Image box annotation data:
____

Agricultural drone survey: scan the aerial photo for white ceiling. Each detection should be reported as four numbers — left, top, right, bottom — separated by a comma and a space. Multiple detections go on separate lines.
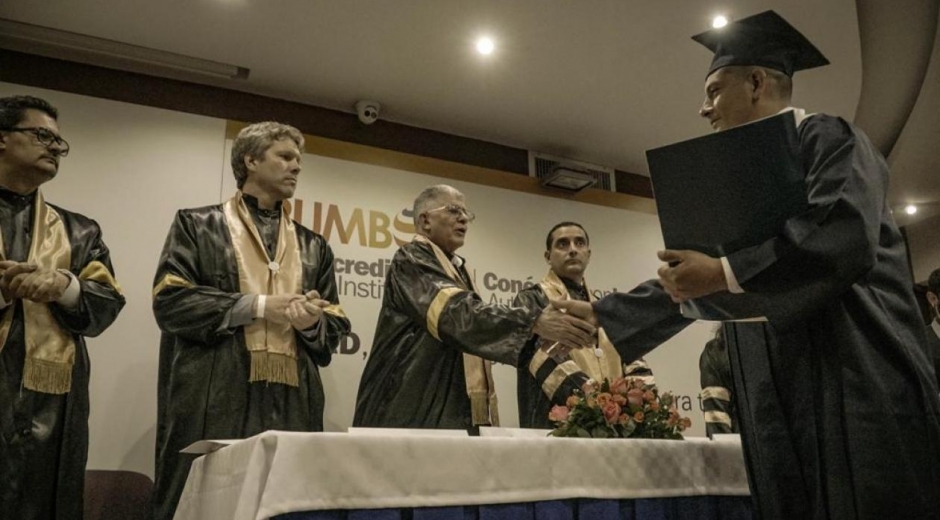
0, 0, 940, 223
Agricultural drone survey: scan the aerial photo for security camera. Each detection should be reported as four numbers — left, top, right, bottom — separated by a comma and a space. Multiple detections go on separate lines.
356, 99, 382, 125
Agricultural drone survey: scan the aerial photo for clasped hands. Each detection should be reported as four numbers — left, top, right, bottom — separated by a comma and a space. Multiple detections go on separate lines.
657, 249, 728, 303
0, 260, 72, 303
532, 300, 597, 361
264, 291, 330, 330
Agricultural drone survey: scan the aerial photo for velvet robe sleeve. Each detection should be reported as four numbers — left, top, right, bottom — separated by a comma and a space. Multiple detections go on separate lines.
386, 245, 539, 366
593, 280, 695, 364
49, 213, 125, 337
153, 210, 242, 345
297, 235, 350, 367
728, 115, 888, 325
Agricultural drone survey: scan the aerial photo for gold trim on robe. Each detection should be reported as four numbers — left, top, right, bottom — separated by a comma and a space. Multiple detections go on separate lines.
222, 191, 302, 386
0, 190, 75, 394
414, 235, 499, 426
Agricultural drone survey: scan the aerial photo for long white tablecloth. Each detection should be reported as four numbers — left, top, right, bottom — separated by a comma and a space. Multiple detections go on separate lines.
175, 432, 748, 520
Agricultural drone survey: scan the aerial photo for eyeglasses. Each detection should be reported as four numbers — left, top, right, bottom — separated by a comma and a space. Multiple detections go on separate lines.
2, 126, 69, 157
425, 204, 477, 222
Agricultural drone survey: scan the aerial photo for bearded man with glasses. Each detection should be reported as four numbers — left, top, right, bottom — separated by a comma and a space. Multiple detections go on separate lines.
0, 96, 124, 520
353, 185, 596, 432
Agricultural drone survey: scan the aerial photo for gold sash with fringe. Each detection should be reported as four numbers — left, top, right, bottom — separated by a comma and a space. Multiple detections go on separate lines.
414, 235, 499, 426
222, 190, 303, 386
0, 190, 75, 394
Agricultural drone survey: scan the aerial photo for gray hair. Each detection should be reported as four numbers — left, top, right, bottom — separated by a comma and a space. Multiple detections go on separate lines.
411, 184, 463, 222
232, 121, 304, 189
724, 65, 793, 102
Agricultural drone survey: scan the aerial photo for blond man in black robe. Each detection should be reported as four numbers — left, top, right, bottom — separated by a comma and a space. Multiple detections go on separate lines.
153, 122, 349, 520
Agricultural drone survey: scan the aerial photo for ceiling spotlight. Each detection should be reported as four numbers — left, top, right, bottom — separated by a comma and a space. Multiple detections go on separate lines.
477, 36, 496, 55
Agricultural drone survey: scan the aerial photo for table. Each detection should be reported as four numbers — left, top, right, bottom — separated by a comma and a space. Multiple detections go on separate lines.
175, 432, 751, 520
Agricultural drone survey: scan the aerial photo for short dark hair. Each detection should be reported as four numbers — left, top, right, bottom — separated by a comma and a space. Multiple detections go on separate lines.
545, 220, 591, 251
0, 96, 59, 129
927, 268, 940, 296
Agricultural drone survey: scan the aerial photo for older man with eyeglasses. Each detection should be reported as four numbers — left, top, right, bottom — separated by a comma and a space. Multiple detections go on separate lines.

____

| EXERCISE DESCRIPTION |
Rewrite all of the data above, changing every "aerial photo" to "overhead image" and keeping everything else the same. Omit the pictures from your version.

| RESPONSE TO THIS EXERCISE |
Agricultural drone survey: scan the overhead image for white ceiling. Each detection should be reported as four numbers — left, top, right, bottom — separated by a comma and a space. Multiple detections go on separate lines.
0, 0, 940, 223
Agricultural drone survey: scan the overhead image for security camera. Each detection should be reported as four numbers — left, top, right, bottom — separated by a comma and a space. Multiple detections go on separate lines.
356, 99, 382, 125
Agricultural drone survey: scan the overhead image for clasped hands. Each detection should be reported as four numbers — left, top, right, bottom — separated by a comma and a space. Multiple detections go on separate lines.
657, 249, 728, 303
0, 260, 72, 303
532, 300, 597, 361
264, 291, 330, 330
Agricultural drone survey: scan the overhead image for velvet robe sleeve. Each detection should be reported as four numbers — left, top, right, bottom — separated by a comma and a space. Multiple detections go on separate lines.
386, 245, 539, 366
593, 280, 695, 364
49, 213, 125, 337
153, 210, 242, 345
297, 235, 350, 367
728, 115, 888, 325
Agricultural drone survey: scan the overhead image for gold trim on robe. Each detection should be reported as four numbers — left, top, right, bottom — separated by a comma and a space. Multiple detections go on separate lines.
222, 191, 302, 386
0, 190, 75, 394
414, 235, 499, 426
Agricultural drone survey: scan the overhead image for long white tablecloth. Each detection should be reported as four numbers — left, top, right, bottom — separated by a comma and a space. Multiple detections go on separate lines.
175, 432, 748, 520
Agricultural drone survey: scan the overhead image for eyeglasses. Each detection should be reported as four numbers — left, top, right, bottom — separated by a comma and a space. Multiple detections go on separate lines.
2, 126, 69, 157
425, 204, 477, 222
Agricultural drone survey: scan the overhead image for bearded man with glasses. Each detection should be reported as four numbers — left, top, right, bottom — separated by a comma and a space. Multiple detections go on separate lines.
0, 96, 124, 520
353, 185, 596, 432
Agricultural drone survey: scan the overhead image for gold sash with fringe. Each detection should be reported as four numbers — left, top, right, bottom — separated by a comma and a space. Multiple detections go on separate lines.
414, 235, 499, 426
222, 190, 303, 386
0, 190, 75, 394
Agricultural drone survey: scan the overhead image for gray hair. Each detection should be reported as four numbers — left, top, right, bottom — separated by a comma and a space. Multiple detections go on separate lines.
411, 184, 463, 222
232, 121, 304, 189
724, 65, 793, 102
Agricultural drone survey: scan the overhead image for blond man in black robe. Each detection should be reported as four numbers — left, top, right, bottom — separated by a comma and a space. Multiple detections go on separate lines.
153, 122, 349, 520
Agricultural drone survey: scan the overhead image for ceiling spotlight. Each detection should be reported as four numbers — left, top, right, bottom — separated by a comma and a space. Multiple detections go on separate lines.
477, 36, 496, 55
Agricultural drone survey: scan the overhead image for table. Each detection should be reported as four numbers — left, top, right, bottom — separated by a comma and a space. Multiple detections go on separate lines.
175, 432, 751, 520
Agricultural drone survey: scan the overhead image for short dark hair. Each detection should be reported as four numbers — left, top, right, bottom — separated by a comma and a space. Multiple detections go on separate lines.
545, 220, 591, 251
0, 96, 59, 129
927, 268, 940, 296
Agricultural drone survey: scan the overhead image for older man with eyeglasses. Each detection should be reported as four numbers — left, top, right, bottom — separated by a comma and a space. Multiple detections go on separate lines.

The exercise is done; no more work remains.